▶ _Problem to solve_: Where a line in the listing below holds "lake", add it to the tally, and reply with that tally alone.

▶ _The data_:
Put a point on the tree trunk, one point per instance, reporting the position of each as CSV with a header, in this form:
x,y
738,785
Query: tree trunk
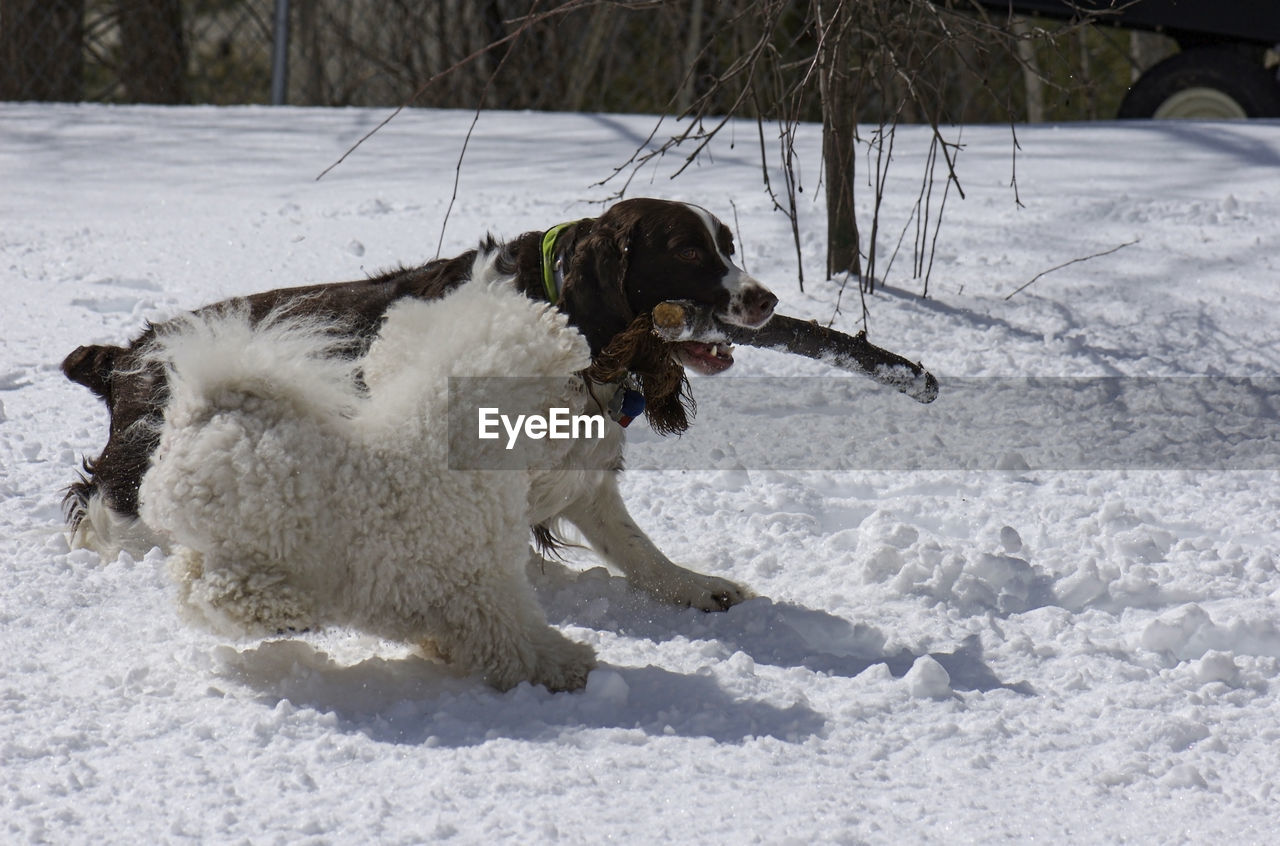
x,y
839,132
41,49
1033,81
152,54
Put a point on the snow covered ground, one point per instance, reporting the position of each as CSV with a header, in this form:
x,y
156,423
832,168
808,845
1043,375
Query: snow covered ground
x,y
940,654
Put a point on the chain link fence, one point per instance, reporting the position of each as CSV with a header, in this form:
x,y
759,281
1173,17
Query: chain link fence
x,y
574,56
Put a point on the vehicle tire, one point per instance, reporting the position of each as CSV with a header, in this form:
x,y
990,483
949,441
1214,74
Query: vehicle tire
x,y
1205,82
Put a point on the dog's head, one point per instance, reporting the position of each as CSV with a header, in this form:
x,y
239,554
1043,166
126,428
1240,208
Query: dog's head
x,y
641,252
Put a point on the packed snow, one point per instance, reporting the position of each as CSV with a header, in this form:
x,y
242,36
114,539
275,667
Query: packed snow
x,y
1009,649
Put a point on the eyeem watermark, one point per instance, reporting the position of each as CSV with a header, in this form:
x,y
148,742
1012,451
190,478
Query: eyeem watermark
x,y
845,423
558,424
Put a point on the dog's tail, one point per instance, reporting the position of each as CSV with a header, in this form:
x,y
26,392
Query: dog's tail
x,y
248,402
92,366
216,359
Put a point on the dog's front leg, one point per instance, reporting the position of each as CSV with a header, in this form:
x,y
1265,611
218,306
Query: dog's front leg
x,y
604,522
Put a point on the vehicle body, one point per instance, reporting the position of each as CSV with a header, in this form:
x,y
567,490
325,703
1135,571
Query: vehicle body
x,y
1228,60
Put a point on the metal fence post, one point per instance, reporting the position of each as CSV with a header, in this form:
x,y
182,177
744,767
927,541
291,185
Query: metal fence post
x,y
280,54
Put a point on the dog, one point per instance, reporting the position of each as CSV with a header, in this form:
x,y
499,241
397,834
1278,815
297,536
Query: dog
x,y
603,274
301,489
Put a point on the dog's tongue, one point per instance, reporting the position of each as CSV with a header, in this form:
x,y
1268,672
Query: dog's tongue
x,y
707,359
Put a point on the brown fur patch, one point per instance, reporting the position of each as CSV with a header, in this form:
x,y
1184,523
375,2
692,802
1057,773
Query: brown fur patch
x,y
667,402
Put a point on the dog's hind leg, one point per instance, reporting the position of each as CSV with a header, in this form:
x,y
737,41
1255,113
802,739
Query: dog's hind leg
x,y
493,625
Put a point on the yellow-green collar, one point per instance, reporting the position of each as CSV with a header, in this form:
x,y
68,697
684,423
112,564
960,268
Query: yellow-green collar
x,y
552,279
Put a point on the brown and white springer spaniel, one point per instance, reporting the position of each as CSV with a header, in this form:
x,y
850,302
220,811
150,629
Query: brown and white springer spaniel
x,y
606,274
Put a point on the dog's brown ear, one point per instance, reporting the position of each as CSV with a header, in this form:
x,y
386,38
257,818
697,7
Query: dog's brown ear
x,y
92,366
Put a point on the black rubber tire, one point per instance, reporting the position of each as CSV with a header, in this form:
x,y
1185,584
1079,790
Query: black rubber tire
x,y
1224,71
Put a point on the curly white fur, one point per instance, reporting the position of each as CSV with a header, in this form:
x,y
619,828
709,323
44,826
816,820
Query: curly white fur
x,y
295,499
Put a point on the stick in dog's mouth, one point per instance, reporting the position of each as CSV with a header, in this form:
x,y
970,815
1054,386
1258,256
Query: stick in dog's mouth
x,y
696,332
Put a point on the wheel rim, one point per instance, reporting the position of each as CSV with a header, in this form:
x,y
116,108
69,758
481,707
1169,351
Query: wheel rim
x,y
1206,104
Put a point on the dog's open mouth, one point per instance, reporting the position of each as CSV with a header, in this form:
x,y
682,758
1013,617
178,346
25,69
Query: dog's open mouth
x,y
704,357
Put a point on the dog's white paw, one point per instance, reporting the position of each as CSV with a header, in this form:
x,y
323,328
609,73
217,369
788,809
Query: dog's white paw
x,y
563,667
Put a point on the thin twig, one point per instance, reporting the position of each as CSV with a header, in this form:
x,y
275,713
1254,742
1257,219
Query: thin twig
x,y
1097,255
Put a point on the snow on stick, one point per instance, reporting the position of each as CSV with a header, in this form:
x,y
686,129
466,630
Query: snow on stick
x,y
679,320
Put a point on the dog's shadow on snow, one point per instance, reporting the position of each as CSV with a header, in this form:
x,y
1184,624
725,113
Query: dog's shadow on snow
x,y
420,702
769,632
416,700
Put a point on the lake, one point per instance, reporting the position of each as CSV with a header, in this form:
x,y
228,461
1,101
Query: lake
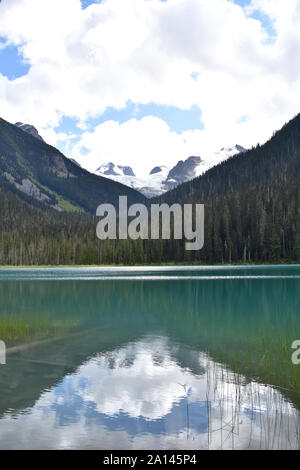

▶ _Written response_: 2